- Questions on the material
(a) In the workplace wellness tips, what share of employers offer some type of health promotion or well-being program?
(b) Write the next part of the workplace wellness tips, picking up right after the item on tobacco cessation coaching.
____ Text provided
Tips for Getting Healthy in the Workplace
By: Cindy Bjorkquist, director of well-being programs at Blue Cross Blue Shield of Michigan
More than ever, companies recognize the need to support employees on and off the clock. In fact, about half of employers offer some type of health promotion or well-being program. It’s a nationwide effort proven to increase productivity, improve morale and boost employee retention. The average person spends one-third of their life on the job, making these programs a valuable investment in their longterm success.
Every workplace is different so creating a successful wellness program depends on employees’ health goals and areas of interest. From quitting smoking to financial planning, establishing promotion programs can reduce health care costs and absenteeism among staff. Here are some examples:
• Gym discounts: Employers can encourage people to be physically active with corporate
discounts at participating gyms or fitness clubs. They can also provide incentives through a healthy living program, which may monitor weight, tobacco use, blood pressure, cholesterol or blood sugar.
• Online resources: Employers may also suggest employees create an online account with their health insurance company to utilize wellness resources. This includes free health assessments, symptom checkers, medical records, fitness trackers and even recipes.
• Seminars: Some employers provide virtual seminars with experts to promote lifelong learning. Through financial planning, mindfulness, meditation, and gratitude, employees are empowered to take control of every aspect of their well-being.
• Tobacco cessation coaching: It isn’t easy to stop smoking. It takes personal, and in some cases, professional support. Employers can partner with outside organizations to provide coaching and mentoring for employees eager to break the habit.
________
____ Extracted records
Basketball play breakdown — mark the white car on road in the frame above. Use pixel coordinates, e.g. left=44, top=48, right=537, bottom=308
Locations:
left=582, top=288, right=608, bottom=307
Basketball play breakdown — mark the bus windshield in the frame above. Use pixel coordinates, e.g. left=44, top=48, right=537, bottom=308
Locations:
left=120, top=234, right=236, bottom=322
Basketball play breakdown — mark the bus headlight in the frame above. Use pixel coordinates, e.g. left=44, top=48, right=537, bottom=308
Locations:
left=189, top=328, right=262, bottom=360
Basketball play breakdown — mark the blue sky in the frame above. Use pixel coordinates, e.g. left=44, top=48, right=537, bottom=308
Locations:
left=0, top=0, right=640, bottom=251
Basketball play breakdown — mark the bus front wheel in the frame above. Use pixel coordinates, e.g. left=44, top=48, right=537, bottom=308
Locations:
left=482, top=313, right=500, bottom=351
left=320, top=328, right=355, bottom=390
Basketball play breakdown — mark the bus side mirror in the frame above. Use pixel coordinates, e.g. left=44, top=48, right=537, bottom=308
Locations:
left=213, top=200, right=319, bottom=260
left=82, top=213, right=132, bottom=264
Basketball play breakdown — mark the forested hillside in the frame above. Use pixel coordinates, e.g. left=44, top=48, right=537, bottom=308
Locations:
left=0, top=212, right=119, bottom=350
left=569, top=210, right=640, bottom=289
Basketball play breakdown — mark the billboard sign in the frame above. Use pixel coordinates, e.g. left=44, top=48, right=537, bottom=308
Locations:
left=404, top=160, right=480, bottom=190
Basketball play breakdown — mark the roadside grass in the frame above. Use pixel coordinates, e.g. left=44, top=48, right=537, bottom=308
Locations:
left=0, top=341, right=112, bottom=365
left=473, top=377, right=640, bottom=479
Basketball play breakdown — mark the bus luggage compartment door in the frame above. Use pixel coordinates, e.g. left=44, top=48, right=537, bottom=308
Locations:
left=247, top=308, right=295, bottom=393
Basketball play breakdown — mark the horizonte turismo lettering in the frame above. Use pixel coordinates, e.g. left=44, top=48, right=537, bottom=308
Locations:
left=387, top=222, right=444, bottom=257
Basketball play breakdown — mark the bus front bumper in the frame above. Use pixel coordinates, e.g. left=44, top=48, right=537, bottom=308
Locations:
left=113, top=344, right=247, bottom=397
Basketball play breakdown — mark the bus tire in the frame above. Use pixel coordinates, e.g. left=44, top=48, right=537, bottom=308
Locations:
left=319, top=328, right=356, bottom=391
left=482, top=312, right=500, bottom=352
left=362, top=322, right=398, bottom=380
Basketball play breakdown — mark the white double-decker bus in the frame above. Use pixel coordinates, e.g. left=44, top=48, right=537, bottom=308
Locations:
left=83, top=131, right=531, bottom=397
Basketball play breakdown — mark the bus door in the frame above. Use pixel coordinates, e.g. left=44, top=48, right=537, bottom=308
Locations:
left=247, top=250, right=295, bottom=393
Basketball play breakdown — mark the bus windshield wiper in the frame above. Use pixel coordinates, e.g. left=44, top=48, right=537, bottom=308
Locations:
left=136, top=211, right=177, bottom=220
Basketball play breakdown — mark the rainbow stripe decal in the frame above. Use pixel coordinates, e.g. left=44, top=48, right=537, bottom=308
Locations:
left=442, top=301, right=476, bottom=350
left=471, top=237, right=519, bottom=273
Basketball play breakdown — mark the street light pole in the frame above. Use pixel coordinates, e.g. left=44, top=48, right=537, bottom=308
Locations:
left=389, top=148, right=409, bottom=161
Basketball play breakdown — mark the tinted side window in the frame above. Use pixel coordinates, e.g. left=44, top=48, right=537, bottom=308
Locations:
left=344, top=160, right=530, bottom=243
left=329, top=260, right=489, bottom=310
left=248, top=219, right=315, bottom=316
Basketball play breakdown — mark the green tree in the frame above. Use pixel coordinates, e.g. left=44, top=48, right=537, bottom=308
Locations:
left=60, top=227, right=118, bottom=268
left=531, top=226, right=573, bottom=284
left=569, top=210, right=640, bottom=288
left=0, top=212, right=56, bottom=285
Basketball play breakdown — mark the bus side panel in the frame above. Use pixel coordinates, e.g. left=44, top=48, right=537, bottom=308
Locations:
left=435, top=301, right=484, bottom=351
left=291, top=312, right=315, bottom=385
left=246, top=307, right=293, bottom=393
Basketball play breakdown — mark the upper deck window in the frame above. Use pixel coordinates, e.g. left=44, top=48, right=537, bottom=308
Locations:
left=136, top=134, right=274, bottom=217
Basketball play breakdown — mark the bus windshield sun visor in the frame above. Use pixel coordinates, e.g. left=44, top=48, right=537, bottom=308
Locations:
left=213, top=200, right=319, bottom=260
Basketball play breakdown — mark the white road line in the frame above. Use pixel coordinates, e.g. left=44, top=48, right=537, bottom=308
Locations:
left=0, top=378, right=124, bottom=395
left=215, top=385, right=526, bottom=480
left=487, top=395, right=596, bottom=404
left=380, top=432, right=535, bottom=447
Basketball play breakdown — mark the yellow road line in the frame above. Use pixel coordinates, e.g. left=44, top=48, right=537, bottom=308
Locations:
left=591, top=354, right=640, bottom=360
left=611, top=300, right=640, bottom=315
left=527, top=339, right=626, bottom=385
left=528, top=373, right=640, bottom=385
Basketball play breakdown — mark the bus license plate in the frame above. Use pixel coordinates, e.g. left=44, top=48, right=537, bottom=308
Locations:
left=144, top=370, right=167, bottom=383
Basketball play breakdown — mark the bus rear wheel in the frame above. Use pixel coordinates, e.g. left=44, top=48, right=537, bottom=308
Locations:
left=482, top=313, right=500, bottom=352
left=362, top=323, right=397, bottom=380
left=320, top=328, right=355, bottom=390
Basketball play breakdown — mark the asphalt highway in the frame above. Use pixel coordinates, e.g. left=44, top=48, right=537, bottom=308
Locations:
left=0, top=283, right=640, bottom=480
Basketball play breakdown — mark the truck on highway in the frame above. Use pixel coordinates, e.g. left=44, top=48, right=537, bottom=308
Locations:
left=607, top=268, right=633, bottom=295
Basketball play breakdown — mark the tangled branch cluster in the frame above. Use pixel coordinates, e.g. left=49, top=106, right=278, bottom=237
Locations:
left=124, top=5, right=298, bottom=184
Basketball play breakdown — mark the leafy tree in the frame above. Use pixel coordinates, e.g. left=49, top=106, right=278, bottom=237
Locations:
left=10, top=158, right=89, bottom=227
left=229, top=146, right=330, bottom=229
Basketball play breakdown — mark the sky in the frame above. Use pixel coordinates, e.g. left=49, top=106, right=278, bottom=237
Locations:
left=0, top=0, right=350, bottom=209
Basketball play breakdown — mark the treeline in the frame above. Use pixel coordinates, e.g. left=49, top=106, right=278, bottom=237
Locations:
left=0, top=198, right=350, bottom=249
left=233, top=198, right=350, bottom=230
________
____ Extracted records
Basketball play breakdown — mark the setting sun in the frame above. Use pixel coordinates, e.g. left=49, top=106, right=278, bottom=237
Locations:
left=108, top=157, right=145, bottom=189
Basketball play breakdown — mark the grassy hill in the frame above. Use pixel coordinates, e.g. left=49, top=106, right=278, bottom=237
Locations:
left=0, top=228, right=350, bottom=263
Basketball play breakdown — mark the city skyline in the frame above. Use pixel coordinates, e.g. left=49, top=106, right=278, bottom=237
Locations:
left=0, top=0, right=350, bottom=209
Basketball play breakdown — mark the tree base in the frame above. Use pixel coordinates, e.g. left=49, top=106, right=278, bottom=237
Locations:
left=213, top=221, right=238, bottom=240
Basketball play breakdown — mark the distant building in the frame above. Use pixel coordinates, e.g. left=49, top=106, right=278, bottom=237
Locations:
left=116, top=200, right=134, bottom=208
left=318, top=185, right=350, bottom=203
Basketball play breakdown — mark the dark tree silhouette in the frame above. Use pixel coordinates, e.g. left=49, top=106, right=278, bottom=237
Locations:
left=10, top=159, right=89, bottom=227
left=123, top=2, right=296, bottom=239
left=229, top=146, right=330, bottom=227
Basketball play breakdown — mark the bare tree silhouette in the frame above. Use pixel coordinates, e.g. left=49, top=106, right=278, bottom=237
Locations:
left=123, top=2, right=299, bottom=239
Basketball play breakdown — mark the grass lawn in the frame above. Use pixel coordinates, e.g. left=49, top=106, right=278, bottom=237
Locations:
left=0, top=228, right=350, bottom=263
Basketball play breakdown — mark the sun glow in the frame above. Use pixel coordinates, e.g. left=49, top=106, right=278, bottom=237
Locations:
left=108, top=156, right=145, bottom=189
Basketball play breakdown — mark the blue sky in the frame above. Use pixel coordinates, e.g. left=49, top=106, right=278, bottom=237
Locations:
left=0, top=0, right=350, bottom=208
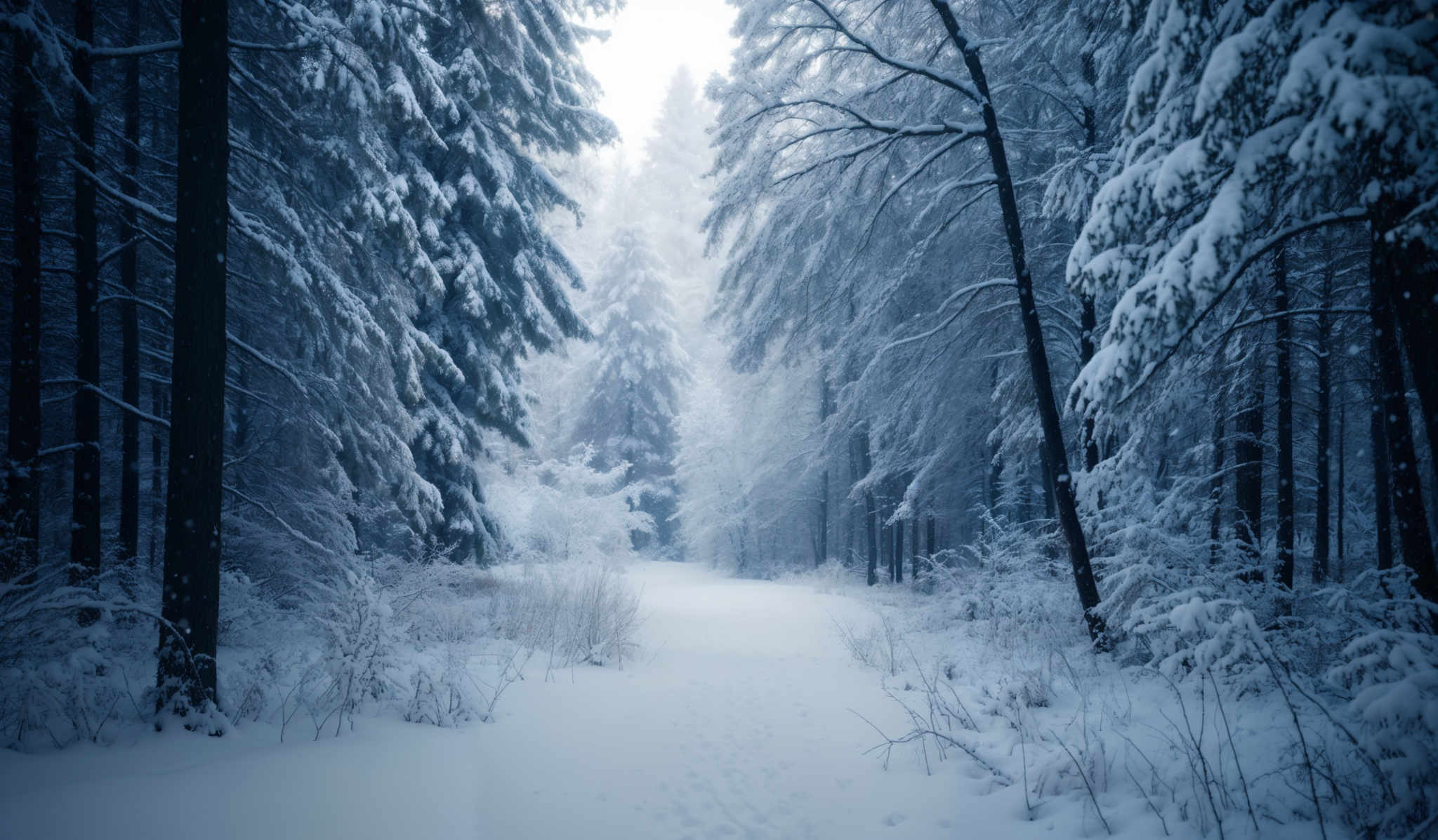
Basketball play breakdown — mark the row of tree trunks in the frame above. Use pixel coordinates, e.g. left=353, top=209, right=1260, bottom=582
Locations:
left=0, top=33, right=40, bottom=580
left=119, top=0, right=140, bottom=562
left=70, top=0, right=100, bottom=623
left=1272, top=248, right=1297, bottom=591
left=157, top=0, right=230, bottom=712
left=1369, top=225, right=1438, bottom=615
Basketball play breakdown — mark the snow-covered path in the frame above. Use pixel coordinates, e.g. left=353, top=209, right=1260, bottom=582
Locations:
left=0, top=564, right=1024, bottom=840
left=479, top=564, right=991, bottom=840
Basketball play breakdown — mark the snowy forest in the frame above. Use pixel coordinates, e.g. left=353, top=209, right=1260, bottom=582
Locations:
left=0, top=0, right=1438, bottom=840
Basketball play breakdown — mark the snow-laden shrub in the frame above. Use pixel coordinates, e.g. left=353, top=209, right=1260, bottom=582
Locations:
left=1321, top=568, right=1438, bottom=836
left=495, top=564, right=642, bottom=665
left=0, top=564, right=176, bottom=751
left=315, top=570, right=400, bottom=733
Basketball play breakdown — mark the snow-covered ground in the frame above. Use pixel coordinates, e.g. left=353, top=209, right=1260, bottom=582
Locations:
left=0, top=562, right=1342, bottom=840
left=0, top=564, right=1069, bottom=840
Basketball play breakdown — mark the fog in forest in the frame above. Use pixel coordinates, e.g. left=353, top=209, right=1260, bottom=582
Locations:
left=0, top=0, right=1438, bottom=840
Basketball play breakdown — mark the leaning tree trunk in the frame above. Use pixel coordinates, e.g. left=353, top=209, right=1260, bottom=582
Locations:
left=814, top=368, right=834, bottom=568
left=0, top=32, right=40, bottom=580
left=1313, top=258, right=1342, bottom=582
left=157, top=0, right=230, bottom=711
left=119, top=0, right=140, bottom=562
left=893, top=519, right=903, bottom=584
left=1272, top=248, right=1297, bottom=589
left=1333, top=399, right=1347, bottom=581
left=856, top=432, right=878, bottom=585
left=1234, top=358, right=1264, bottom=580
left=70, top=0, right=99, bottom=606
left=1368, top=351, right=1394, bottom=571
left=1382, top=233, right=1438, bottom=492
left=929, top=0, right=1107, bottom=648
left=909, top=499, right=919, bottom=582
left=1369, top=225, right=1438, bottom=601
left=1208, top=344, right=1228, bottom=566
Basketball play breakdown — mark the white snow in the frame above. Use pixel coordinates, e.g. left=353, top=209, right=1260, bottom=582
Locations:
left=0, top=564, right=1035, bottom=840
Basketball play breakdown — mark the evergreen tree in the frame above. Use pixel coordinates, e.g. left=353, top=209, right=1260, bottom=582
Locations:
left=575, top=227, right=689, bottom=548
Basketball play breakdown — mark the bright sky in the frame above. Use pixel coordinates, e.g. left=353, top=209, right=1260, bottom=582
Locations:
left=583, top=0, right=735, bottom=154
________
____ Extracted records
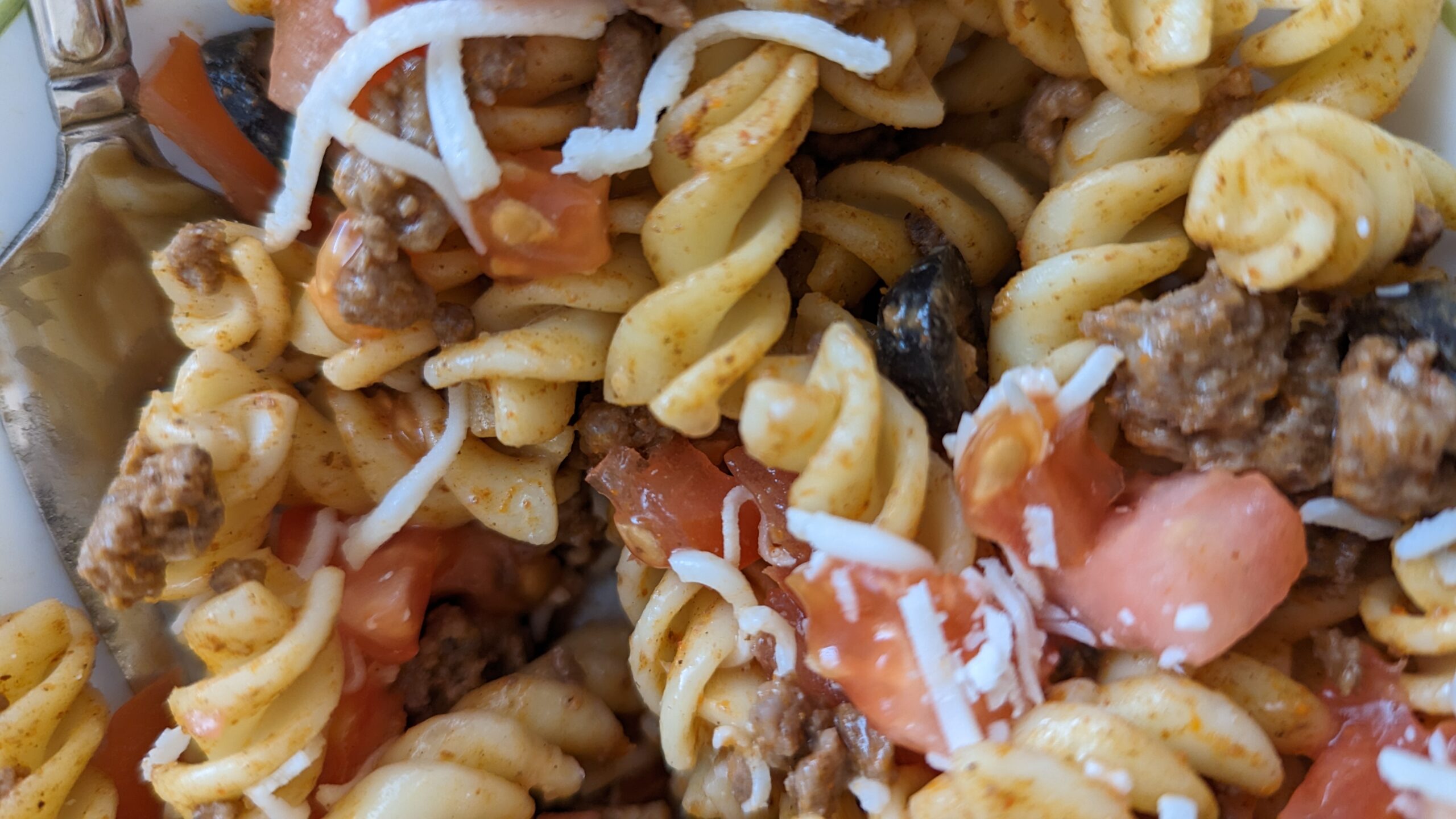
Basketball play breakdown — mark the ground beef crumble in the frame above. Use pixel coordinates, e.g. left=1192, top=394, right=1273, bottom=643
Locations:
________
- Answers by item
(a) About half of employers.

(b)
Not every employer can offer a full spectrum of well-being programs. But there are ways employees can make healthier choices that have a similar impact. Over time, the following actions can lead to big, life-changing results:
• Drink more water: Water is more than 50% of the body’s composition and is integral to
maintaining good health. It helps flush out of toxins, removing waste and other harmful
elements. Staying hydrated is also a simple way to combat fatigue, manage weight and improve focus.
• Find an accountability partner: Coworkers who share similar health goals can create their own support system. Friendly step competitions, weekly check-ins and ongoing conversations about workplace wellness can keep them accountable and help to maintain healthy habits.
• Pack a lunch: By preparing their own meals, employees have power over food portions. This also helps to limit or avoid ingredients that may be detrimental to their goals. In addition, bringing healthy snacks to work can also curb cravings or lingering hunger.
• Step away from the chair: Workplace meetings don’t have to be stationary. Just three hours of continuous sitting can cause poor circulation and vascular damage. Consider taking a walk during conference calls. Using this time to stretch can help prevent blood clots, arterial strain, and sudden stiffness.